Data section:
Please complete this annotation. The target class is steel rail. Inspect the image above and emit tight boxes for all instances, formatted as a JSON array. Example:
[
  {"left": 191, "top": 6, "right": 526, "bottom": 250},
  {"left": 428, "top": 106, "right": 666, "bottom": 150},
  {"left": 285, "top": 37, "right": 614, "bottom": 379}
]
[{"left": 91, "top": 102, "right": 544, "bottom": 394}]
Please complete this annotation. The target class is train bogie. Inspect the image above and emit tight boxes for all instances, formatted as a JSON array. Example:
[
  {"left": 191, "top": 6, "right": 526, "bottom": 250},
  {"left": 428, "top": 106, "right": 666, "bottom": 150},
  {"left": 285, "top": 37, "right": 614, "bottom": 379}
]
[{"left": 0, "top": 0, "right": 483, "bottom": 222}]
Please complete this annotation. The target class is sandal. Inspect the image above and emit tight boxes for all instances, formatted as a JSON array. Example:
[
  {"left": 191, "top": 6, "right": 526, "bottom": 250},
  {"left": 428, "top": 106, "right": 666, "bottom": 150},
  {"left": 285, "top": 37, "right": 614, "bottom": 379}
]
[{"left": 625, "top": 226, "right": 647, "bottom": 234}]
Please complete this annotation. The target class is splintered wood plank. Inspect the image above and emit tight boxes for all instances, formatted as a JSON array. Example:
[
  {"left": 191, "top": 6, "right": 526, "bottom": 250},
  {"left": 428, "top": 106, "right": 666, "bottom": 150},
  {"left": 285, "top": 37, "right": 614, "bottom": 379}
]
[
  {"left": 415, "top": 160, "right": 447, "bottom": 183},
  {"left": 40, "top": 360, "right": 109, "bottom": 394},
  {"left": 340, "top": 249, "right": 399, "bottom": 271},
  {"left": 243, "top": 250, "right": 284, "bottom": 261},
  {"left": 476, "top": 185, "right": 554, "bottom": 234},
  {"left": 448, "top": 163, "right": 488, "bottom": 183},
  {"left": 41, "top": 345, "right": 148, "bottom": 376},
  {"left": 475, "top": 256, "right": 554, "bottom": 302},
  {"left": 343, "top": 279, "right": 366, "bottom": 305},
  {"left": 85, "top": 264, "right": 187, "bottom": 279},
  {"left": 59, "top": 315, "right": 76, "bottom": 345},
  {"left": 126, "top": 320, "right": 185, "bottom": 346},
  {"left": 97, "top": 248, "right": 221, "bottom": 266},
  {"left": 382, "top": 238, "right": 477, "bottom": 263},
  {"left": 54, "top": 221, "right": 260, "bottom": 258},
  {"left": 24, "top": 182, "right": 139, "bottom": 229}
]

Written task: Present every line of the entries above as a Markdown table with two columns, Row and Text. Number the rows in order and leave out blank lines.

Task solution:
| Row | Text |
|---|---|
| 1 | Please complete this annotation. The target class is steel rail. Inspect the image above and emit tight boxes for all instances, formatted as a JSON array. Example: |
| 2 | [ |
| 3 |   {"left": 191, "top": 6, "right": 526, "bottom": 250}, |
| 4 |   {"left": 428, "top": 106, "right": 666, "bottom": 150}, |
| 5 |   {"left": 285, "top": 37, "right": 614, "bottom": 379} |
| 6 | ] |
| 7 | [{"left": 91, "top": 102, "right": 544, "bottom": 394}] |
| 8 | Please complete this annotation. The target class is train bogie. Inspect the image above and emit tight boxes for all instances, formatted as a JSON array. Example: |
| 9 | [ |
| 10 |   {"left": 191, "top": 6, "right": 526, "bottom": 250}, |
| 11 |   {"left": 428, "top": 106, "right": 666, "bottom": 150}, |
| 12 |   {"left": 285, "top": 37, "right": 614, "bottom": 379} |
| 13 | ] |
| 14 | [{"left": 0, "top": 0, "right": 483, "bottom": 222}] |
| 15 | Please complete this annotation. The target class is sandal. Inspect the image above and emit tight boxes for all instances, formatted as a JSON array. Example: |
| 16 | [ |
| 17 |   {"left": 191, "top": 6, "right": 526, "bottom": 250}, |
| 18 |   {"left": 428, "top": 106, "right": 666, "bottom": 150}, |
| 19 |   {"left": 285, "top": 37, "right": 614, "bottom": 379} |
| 20 | ] |
| 21 | [{"left": 625, "top": 226, "right": 647, "bottom": 234}] |
| 22 | Please complete this annotation. The target class is splintered wood plank. Inspect the image above and emit tight boxes for all instances, formatted as a JSON array. Example: |
| 23 | [ |
| 24 |   {"left": 191, "top": 6, "right": 526, "bottom": 250}, |
| 25 |   {"left": 428, "top": 106, "right": 666, "bottom": 150}, |
| 26 |   {"left": 285, "top": 37, "right": 614, "bottom": 379} |
| 27 | ] |
| 28 | [ |
| 29 |   {"left": 415, "top": 160, "right": 447, "bottom": 183}, |
| 30 |   {"left": 40, "top": 360, "right": 109, "bottom": 394}, |
| 31 |   {"left": 340, "top": 249, "right": 399, "bottom": 271}, |
| 32 |   {"left": 243, "top": 250, "right": 284, "bottom": 261}, |
| 33 |   {"left": 476, "top": 185, "right": 554, "bottom": 234}, |
| 34 |   {"left": 448, "top": 163, "right": 488, "bottom": 183}, |
| 35 |   {"left": 41, "top": 345, "right": 148, "bottom": 376}, |
| 36 |   {"left": 475, "top": 256, "right": 554, "bottom": 302}, |
| 37 |   {"left": 343, "top": 279, "right": 366, "bottom": 305}, |
| 38 |   {"left": 85, "top": 264, "right": 187, "bottom": 279}, |
| 39 |   {"left": 59, "top": 315, "right": 76, "bottom": 345}, |
| 40 |   {"left": 126, "top": 320, "right": 185, "bottom": 346}, |
| 41 |   {"left": 97, "top": 248, "right": 221, "bottom": 266}, |
| 42 |   {"left": 382, "top": 238, "right": 477, "bottom": 263}, |
| 43 |   {"left": 54, "top": 221, "right": 260, "bottom": 258}, |
| 44 |   {"left": 24, "top": 182, "right": 139, "bottom": 229} |
| 45 | ] |